[PARTS OF THE EXERCISE]
1 - Decide whether each statement below agrees with the Cheshire Cat tattoo guide that comes before the listing. Answer yes or no for each, quoting the deciding words from the guide. (a) The stripes must read at three inches or twelve. (b) A grin drawn too small turns into a weird squiggle in five years. (c) The guide advises drawing the cat's body first and adding the grin afterward.
2 - Pick up the Cheshire Cat tattoo guide, which comes before the listing, after its last sentence and continue writing it.

How to Draw a Cheshire Cat Tattoo: Artist’s Guide

BY Hazel • 9 min read

How to Draw a Cheshire Cat Tattoo: Artist's Guide

Drawing a Cheshire Cat for tattoos means solving problems that paper artists never face. That grin has to wrap around a calf. Those stripes need to read at three inches or twelve. The eyes, usually the selling point, have to hold up when the skin shifts and tans. You want to draw something that won’t make your artist quietly suggest “simplifying the design” while they charge you for extra hours. Here’s how to build a Cheshire Cat that works on actual human bodies, from someone who’s watched hundreds of these go on skin and a fair number age poorly.

Start With the Grin, Not the Cat

The grin is the whole reason anyone gets this tattoo. Disney’s version, Carroll’s original, or the acid-trip reinterpretation, every single one lives or dies by that smile. Draw it too small and it becomes a weird squiggle in five years. Too wide and you’re committing to a rib piece whether you planned one or not.

[DATA SUPPLIED]
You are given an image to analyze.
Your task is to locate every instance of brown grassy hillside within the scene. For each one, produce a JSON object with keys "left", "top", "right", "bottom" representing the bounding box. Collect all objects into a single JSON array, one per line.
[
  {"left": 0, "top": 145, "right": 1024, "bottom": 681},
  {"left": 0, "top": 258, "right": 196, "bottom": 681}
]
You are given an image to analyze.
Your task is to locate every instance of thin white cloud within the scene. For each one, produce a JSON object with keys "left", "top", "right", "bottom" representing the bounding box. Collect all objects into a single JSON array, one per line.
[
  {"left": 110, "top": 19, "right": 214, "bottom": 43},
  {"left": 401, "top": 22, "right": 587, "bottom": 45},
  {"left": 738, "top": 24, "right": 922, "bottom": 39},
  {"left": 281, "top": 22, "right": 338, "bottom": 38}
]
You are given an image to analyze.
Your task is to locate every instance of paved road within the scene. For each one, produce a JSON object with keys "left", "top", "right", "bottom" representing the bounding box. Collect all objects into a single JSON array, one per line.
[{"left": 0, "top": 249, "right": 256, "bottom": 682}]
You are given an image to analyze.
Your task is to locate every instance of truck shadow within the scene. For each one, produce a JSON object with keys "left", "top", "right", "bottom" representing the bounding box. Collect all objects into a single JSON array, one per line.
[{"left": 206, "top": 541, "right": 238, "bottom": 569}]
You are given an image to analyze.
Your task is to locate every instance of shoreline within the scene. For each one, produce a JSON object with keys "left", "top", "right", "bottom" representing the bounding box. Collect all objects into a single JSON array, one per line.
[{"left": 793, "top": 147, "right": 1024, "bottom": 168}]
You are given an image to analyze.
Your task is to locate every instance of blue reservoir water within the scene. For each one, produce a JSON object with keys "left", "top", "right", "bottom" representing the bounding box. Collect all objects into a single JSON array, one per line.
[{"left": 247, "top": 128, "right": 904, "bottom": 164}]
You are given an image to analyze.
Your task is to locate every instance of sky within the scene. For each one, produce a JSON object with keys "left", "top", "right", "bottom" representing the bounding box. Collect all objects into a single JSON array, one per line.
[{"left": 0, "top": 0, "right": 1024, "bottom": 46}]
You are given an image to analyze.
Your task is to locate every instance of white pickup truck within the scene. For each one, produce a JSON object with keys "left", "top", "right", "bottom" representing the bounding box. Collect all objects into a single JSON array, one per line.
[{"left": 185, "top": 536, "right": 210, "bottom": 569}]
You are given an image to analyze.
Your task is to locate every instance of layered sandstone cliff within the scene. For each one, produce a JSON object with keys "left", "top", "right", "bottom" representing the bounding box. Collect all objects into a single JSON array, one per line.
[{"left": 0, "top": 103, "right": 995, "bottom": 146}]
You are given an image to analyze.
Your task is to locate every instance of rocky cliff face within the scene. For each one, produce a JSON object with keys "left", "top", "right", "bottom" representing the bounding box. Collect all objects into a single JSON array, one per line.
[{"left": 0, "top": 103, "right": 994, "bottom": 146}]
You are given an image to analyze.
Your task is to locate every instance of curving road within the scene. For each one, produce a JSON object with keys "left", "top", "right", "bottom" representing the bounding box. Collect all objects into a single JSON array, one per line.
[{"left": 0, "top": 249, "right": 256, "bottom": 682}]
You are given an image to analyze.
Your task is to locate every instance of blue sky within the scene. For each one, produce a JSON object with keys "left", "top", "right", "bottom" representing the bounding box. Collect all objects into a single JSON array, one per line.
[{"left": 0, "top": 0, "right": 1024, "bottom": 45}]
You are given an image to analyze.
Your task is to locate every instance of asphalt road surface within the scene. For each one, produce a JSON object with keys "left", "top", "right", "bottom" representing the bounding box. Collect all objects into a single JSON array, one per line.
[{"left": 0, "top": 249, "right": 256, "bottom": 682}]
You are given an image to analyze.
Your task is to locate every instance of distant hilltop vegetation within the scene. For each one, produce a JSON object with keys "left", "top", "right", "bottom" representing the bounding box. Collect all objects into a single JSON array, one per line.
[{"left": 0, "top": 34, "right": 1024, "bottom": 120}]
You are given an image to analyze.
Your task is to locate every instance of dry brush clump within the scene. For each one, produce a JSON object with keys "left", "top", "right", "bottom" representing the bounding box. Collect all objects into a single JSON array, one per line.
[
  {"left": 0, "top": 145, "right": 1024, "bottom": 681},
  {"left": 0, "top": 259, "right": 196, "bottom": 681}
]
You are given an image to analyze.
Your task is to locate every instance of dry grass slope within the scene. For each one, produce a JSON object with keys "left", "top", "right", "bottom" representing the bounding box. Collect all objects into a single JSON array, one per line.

[ANSWERS BY TASK]
1 -
(a) Yes: "Those stripes need to read at three inches or twelve."
(b) Yes: "Draw it too small and it becomes a weird squiggle in five years."
(c) No: "Start With the Grin, Not the Cat"

2 -
Mapping the Curve to Body Parts

The grin wants to follow natural anatomy. On a forearm, let it curve with the muscle. On a thigh, it can stretch broader. I’ve seen artists draw a perfect horizontal grin on a bicep, then watch it turn into a sad frown when the arm flexes. Draw with movement in mind.

  • Forearm: curve follows the brachioradialis, slight upward tilt toward the wrist
  • Calf: wider arc, can handle more teeth detail
  • Ribs/ribs-to-hip: the grin becomes the compositional spine, everything else hangs off it
  • Shoulder cap: compressed curve, fewer teeth, bigger eyes

Teeth: Less Is More

Individual tooth lines blur. Draw the grin as value blocks, dark gum line, light tooth mass, maybe one or two defining separations. Your artist will thank you, and you’ll thank them in year seven when those teeth still look like teeth.

The Eyes: Windows That Actually Need to Work

Cheshire Cat eyes are typically oversized, which is great for expression, terrible for longevity. Big solid color fields, especially yellows and greens, fade unevenly and can heal patchy. When you draw the eyes, plan for:

  • Defined pupils that aren’t pinpricks (they’ll spread slightly)
  • Some iris texture, not flat color, lines, starbursts, subtle gradients
  • Highlights as negative space, not white ink (white ink yellows; skin tone stays)

The “disappearing” effect, eyes floating without a face, works best with heavy black around them. Draw that negative space deliberately. Don’t just erase the face and hope it reads.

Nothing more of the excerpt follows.